What to do:
Starting at the first line of the entries, extract each line up to and including the one that contains "Task: indicate each instance of the railway track", but leave out the pictures.
==========
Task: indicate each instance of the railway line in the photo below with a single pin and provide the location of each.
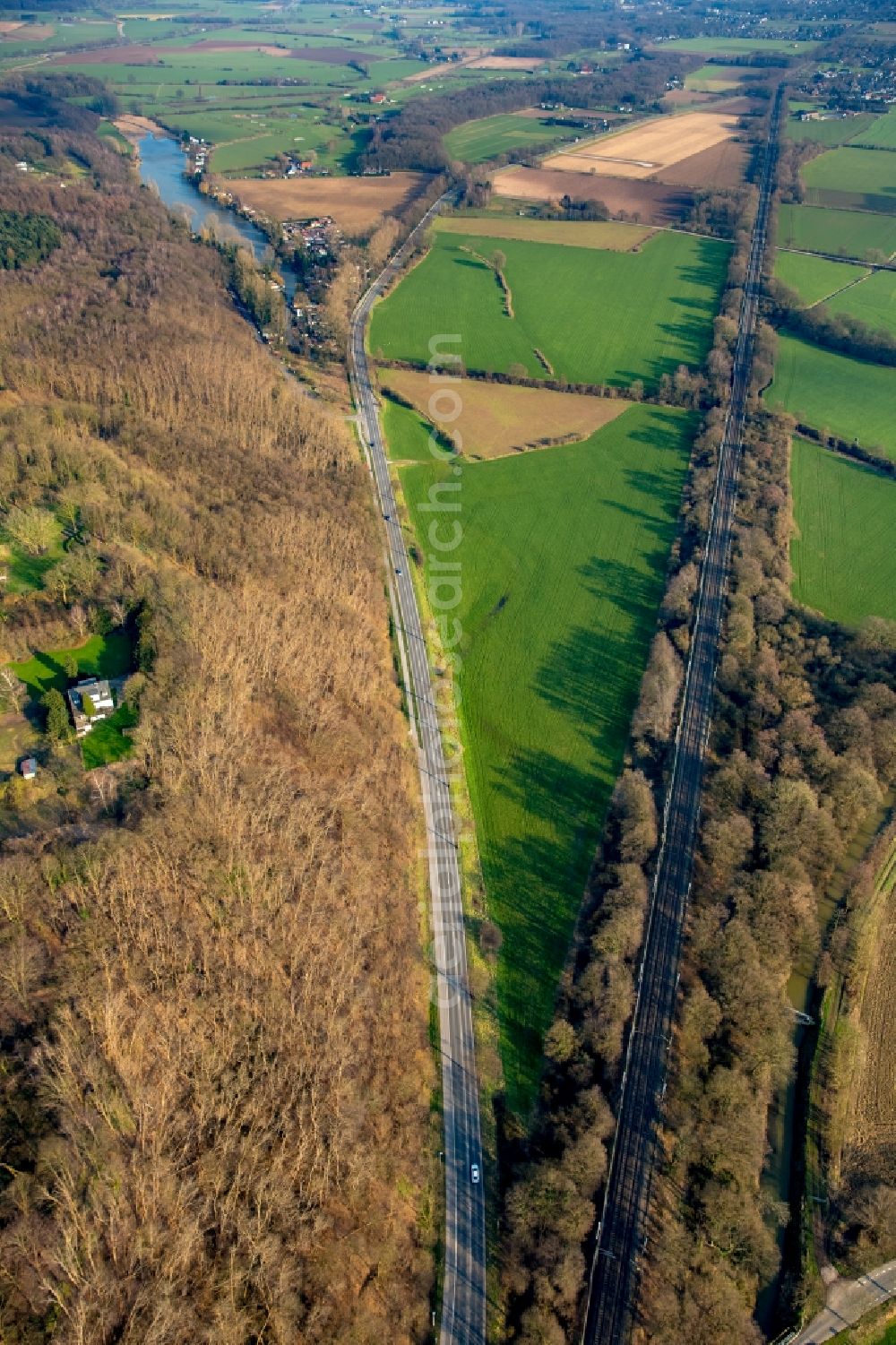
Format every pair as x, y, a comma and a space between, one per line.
623, 1226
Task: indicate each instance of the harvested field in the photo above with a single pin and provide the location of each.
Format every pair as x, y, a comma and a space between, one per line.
649, 202
723, 166
134, 126
686, 97
356, 203
871, 1143
649, 148
129, 54
608, 236
574, 112
334, 56
218, 45
506, 64
495, 420
445, 69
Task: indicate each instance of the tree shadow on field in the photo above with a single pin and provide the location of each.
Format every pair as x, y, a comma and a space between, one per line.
536, 875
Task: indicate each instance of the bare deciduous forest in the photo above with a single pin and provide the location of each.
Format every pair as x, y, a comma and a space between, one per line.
215, 1099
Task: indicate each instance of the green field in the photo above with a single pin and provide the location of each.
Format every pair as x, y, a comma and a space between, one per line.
883, 132
108, 741
842, 556
475, 142
598, 316
849, 233
561, 563
853, 177
101, 655
848, 397
872, 301
814, 277
409, 436
833, 131
26, 572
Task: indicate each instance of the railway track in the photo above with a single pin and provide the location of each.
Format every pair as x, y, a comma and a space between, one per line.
623, 1226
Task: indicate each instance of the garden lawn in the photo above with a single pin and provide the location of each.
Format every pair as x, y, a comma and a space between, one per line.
814, 277
849, 231
599, 317
475, 142
563, 563
101, 655
842, 556
863, 177
108, 741
872, 301
849, 397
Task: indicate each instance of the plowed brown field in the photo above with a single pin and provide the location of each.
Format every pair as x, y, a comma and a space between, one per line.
649, 148
650, 202
496, 420
871, 1145
723, 166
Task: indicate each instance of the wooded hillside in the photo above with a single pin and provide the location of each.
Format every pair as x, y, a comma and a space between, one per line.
214, 1111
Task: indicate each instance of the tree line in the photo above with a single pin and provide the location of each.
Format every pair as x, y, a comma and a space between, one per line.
413, 136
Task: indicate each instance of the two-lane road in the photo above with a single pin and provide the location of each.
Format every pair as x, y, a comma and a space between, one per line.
623, 1229
463, 1315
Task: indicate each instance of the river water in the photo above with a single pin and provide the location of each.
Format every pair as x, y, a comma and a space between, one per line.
161, 163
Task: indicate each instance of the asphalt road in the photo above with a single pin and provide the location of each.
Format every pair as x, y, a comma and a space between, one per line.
848, 1301
623, 1227
463, 1312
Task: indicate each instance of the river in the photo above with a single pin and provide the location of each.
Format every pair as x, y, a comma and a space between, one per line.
161, 163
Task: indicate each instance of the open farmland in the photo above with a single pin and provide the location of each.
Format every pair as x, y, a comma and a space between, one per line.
842, 555
563, 560
882, 132
849, 233
525, 64
356, 203
872, 301
853, 177
831, 131
814, 277
494, 420
848, 397
716, 168
598, 317
871, 1138
715, 78
479, 140
649, 148
650, 202
604, 234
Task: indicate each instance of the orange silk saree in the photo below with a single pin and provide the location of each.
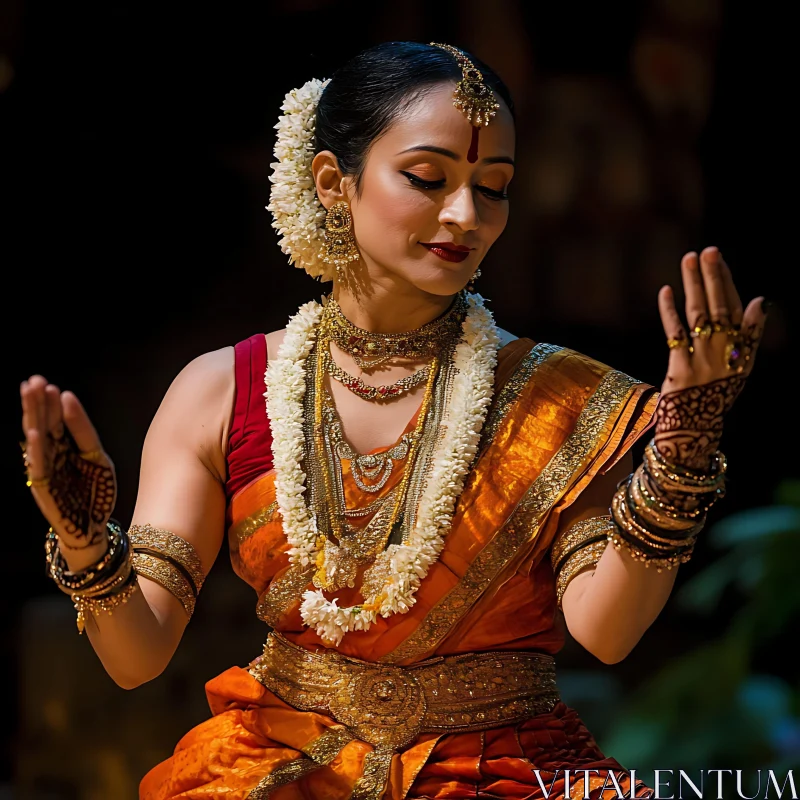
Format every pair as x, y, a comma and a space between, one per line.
558, 419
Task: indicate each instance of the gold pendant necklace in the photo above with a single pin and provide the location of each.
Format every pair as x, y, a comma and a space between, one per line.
376, 467
370, 349
337, 564
357, 386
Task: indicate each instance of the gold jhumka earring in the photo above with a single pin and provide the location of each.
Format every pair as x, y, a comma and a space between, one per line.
473, 97
340, 246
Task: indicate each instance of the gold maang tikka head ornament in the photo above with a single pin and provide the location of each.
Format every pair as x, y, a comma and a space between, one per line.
473, 97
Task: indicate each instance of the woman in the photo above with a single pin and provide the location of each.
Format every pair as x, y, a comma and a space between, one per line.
422, 493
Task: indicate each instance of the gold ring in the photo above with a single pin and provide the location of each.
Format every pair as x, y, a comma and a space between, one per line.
702, 331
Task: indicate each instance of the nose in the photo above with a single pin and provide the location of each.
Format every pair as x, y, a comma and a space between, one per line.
459, 210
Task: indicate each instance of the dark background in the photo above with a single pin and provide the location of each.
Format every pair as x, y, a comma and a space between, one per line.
137, 140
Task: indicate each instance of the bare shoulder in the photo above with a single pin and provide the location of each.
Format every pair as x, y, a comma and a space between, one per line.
198, 406
207, 374
506, 337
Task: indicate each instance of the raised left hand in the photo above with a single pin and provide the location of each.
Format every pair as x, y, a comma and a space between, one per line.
709, 363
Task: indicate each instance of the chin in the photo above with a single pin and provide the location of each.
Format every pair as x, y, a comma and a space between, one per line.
441, 286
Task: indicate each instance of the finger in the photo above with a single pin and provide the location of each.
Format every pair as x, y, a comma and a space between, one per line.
673, 327
55, 423
754, 319
37, 416
35, 455
696, 308
79, 424
714, 286
27, 412
733, 299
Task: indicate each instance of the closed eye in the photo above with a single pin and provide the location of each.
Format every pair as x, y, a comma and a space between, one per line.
417, 181
492, 194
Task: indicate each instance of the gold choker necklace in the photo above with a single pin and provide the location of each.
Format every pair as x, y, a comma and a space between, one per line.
370, 349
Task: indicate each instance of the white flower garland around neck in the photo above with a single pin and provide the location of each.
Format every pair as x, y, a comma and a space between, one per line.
475, 360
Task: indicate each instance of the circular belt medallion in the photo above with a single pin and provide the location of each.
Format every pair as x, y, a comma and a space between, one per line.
385, 707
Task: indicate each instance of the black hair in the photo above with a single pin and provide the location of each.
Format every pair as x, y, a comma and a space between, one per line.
368, 93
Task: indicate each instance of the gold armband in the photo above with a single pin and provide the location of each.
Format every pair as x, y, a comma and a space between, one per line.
169, 561
577, 549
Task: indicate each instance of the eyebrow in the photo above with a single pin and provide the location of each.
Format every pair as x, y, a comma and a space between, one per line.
443, 151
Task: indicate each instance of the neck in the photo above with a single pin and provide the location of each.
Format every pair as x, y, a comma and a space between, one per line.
390, 308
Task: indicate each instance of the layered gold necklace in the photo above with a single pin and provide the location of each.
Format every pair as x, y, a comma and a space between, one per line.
341, 546
370, 349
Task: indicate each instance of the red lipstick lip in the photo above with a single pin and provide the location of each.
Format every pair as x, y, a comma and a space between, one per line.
458, 248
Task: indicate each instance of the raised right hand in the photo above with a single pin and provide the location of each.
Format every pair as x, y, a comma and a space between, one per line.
71, 477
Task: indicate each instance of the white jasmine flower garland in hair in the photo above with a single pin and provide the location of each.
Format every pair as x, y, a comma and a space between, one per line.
297, 213
475, 359
286, 385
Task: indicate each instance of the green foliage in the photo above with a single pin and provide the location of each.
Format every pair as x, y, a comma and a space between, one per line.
713, 705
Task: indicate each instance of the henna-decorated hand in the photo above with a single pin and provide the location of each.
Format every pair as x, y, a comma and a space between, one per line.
709, 364
71, 477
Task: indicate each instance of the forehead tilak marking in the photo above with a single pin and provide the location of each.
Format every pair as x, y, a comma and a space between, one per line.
472, 155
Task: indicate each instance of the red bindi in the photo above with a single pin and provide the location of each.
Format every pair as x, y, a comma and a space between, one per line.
472, 155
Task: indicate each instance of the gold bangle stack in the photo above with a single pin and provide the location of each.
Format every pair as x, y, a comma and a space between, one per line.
577, 549
100, 587
660, 509
169, 561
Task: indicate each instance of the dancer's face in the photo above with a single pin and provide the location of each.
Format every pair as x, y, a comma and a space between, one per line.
411, 195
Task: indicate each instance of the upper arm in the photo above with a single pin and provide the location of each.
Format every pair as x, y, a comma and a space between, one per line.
183, 468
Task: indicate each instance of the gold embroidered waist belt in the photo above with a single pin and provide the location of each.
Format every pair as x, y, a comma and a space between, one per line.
387, 706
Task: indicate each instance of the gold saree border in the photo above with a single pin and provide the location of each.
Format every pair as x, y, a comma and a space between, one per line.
252, 524
511, 390
319, 753
524, 523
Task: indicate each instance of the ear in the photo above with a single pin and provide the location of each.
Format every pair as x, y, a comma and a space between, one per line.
331, 185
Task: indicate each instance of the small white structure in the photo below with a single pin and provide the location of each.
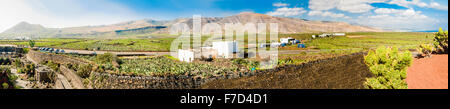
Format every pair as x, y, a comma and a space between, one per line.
339, 34
274, 45
185, 55
225, 49
324, 35
286, 40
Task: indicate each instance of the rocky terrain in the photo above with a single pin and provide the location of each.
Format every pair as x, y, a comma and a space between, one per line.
286, 26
==========
Expected output:
Task: indicate each instance of the railway line in the photo below with a single pin and provide the location of each.
Format every pair as x, y, a comma and a space between, one per line.
623, 1226
Task: indicate each instance of the harvested field in the photo above with a single pin and provide the location of each.
Format every pair as x, y, a comma and a space between, one per line.
649, 202
723, 166
134, 126
686, 97
356, 203
871, 1143
649, 148
129, 54
608, 236
574, 112
334, 56
218, 45
506, 64
495, 420
445, 69
Task: indicate each instance of the tree shadow on field in the photo above with a single pin and provide the location of each.
Format every pair as x, y, a comma and a space between, one per line.
536, 875
Task: indicate each instance of the bare deciduous forest in the photo above with a single pin and provide the location of each.
Format every pair as x, y, a comma and a space between, one per line.
215, 1099
Task: indicate each instance of the green field in the photo above with a single pin and provide the location of each.
Format every pair as x, y, a comma and a space between, one per line.
883, 132
108, 741
842, 556
475, 142
598, 316
849, 233
561, 563
853, 177
101, 655
848, 397
872, 301
814, 277
409, 436
833, 131
26, 572
Task: indicate each instance of the railway track in the photo above with a single pin and provide the location of each.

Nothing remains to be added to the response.